## [Short task]
Starting at the line that contains "cloth on rock." and continuing through the end of the material, rewrite only those lines, requests included. Multiply every point coordinate in the answers by 1.9 and round to the nearest whole number, with halves rounding up.

## [Data entries]
::::::::::
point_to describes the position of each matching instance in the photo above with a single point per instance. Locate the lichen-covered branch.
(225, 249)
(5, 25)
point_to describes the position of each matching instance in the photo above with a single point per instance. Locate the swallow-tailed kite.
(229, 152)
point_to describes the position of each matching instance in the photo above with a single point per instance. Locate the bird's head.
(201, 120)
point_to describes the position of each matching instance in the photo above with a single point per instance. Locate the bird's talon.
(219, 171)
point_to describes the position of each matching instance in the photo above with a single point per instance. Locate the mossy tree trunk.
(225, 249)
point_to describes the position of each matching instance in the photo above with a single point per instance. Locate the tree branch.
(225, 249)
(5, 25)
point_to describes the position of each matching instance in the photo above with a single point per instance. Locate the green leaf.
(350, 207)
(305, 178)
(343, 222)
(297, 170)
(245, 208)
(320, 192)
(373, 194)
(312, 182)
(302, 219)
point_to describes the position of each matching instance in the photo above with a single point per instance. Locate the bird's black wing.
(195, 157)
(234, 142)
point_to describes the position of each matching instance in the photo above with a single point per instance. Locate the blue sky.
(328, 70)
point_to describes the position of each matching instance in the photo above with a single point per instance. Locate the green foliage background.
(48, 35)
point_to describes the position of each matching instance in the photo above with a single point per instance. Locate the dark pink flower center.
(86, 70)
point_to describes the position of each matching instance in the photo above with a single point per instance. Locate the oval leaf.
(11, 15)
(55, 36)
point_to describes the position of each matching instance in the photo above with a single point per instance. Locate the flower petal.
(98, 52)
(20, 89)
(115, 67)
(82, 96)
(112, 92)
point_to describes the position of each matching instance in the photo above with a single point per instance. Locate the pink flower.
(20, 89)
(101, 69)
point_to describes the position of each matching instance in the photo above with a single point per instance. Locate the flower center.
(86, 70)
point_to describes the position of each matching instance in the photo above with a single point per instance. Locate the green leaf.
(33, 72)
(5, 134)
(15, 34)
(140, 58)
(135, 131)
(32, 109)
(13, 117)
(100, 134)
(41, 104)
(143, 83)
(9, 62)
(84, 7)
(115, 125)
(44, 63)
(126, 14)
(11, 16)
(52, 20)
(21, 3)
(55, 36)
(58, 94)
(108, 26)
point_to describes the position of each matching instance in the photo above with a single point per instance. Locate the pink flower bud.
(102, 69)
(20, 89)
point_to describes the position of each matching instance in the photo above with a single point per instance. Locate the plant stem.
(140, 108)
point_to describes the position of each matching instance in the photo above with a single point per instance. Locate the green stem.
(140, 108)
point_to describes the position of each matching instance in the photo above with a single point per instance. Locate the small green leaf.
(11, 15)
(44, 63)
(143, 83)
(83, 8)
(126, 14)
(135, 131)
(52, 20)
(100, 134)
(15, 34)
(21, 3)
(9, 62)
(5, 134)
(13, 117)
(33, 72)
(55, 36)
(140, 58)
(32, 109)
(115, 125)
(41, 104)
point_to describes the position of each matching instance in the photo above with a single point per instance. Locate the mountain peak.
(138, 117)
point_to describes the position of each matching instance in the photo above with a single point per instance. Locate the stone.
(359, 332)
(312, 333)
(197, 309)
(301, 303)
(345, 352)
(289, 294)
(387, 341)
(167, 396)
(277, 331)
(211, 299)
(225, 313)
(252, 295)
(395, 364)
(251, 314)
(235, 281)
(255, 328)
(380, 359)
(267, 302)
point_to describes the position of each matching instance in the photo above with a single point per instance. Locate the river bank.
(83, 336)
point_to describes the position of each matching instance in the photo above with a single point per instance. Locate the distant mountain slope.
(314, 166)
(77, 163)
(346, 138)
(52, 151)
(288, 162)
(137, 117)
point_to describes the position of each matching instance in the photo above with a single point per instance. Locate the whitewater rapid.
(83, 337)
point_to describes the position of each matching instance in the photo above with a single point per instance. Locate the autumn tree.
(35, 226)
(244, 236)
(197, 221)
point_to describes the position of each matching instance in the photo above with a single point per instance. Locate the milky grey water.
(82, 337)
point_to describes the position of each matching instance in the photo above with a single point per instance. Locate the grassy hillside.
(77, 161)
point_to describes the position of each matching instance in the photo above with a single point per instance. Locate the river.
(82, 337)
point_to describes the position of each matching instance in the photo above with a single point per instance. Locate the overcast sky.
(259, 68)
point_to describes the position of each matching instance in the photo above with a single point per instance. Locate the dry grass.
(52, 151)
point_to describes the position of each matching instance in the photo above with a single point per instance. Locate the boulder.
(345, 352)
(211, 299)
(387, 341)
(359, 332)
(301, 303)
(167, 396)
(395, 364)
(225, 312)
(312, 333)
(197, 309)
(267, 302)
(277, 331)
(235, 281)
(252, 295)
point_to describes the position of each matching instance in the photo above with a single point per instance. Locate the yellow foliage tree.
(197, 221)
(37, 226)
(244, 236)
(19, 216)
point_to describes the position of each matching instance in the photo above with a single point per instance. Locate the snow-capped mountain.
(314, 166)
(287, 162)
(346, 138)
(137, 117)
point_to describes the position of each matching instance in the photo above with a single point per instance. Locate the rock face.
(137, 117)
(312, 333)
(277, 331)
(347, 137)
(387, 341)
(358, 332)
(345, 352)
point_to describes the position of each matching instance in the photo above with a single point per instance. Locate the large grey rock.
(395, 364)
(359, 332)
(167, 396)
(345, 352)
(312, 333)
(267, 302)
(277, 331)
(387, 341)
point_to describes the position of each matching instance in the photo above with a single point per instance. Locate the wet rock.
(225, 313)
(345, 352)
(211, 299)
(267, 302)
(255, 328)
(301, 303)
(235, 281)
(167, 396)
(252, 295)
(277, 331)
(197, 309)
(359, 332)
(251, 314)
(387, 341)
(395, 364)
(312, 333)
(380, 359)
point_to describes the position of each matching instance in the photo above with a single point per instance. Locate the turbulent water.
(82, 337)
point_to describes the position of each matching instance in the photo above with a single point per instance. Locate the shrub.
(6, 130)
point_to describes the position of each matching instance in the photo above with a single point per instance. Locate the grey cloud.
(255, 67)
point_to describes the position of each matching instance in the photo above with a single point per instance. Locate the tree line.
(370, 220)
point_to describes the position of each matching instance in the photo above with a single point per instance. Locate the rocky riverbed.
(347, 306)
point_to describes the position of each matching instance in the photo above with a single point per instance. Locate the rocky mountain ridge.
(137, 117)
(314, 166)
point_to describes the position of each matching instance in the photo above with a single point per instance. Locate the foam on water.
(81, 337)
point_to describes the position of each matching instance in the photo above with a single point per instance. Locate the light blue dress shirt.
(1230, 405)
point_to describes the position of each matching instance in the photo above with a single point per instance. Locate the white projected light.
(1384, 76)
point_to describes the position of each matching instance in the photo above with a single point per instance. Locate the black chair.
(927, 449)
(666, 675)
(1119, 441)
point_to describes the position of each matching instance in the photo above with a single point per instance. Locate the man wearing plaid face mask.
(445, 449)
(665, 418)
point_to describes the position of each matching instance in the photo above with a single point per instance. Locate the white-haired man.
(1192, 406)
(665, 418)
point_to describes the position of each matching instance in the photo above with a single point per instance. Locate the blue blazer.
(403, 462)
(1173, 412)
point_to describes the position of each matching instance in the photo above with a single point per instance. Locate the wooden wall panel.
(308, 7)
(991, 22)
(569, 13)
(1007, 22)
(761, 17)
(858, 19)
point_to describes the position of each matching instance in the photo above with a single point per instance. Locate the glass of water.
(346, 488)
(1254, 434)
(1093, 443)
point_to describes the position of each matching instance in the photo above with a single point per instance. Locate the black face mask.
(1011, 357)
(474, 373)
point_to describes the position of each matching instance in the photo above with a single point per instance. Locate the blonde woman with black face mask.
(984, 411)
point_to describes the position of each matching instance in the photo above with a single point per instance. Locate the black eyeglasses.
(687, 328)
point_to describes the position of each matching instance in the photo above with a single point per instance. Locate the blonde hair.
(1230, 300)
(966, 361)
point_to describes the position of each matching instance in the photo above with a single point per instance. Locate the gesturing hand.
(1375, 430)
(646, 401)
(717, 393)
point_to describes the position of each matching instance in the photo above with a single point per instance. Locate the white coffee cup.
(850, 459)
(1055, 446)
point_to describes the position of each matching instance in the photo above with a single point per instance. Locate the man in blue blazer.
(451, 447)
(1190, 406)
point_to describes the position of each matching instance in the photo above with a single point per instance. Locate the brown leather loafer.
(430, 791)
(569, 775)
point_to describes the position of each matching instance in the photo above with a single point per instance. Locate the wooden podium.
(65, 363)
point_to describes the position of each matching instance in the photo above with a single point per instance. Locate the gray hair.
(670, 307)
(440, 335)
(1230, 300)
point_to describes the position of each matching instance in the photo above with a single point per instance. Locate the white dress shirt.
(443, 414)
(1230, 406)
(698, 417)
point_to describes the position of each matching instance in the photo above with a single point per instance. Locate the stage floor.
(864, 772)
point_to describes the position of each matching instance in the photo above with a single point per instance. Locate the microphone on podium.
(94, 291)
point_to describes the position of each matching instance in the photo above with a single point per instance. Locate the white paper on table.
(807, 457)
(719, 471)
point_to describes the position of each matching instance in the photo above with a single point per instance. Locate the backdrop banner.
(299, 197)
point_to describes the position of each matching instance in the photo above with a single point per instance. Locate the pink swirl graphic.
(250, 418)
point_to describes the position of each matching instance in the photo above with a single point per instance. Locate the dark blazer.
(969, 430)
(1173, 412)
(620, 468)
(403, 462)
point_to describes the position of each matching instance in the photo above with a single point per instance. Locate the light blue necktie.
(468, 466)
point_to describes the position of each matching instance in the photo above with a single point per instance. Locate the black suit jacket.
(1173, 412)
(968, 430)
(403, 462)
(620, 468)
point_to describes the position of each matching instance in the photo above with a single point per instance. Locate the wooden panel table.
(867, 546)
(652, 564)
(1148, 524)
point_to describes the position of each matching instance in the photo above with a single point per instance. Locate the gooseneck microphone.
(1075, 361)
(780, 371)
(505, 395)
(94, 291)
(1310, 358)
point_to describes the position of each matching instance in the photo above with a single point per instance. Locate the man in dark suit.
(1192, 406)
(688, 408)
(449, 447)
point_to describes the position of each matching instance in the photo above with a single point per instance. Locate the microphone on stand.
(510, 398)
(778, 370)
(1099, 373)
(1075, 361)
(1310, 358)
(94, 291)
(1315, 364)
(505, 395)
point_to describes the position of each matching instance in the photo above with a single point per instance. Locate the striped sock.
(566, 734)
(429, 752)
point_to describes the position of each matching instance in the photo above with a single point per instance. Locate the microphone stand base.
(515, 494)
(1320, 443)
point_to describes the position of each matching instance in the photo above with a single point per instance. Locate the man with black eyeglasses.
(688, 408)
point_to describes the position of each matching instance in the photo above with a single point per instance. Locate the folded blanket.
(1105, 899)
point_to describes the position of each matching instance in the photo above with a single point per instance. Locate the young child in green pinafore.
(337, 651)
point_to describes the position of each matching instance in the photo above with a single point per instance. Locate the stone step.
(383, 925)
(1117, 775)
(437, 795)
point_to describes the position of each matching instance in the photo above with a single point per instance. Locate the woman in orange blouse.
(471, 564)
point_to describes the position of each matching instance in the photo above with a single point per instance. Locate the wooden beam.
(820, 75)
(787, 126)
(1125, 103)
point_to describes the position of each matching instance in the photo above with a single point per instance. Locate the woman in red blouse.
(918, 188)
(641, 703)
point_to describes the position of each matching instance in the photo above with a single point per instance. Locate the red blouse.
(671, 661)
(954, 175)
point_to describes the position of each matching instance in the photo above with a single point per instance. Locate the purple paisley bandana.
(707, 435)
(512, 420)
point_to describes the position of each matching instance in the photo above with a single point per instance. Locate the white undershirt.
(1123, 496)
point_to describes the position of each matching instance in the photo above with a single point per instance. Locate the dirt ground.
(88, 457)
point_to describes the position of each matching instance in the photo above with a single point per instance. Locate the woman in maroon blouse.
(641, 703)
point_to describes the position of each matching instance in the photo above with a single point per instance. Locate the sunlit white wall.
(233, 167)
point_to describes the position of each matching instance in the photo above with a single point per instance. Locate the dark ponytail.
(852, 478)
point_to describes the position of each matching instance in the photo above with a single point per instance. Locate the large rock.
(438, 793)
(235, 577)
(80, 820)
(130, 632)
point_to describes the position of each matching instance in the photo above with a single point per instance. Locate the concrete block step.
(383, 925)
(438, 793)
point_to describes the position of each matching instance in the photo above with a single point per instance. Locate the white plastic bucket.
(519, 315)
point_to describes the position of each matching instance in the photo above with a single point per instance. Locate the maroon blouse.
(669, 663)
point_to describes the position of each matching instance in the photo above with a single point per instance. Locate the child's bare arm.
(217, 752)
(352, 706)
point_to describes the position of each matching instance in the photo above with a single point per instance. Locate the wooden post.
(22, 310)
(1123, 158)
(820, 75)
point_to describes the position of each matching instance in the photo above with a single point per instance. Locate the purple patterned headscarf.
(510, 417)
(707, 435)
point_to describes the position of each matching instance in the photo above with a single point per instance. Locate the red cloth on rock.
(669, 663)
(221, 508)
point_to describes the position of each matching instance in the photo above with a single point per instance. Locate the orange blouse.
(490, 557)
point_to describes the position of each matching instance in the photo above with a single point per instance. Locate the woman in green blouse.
::::::::::
## [Full solution]
point_to describes the position of each matching instance in the photo above with a single point per instance. Locate the red cloth on rock.
(1271, 1260)
(420, 965)
point_to describes the position of each matching instance in the photo above with a single point per instance. Locate the orange blouse.
(931, 1058)
point_to describes the position of each matching instance in the photo above with a single point per instance. Locate the woman in green blouse.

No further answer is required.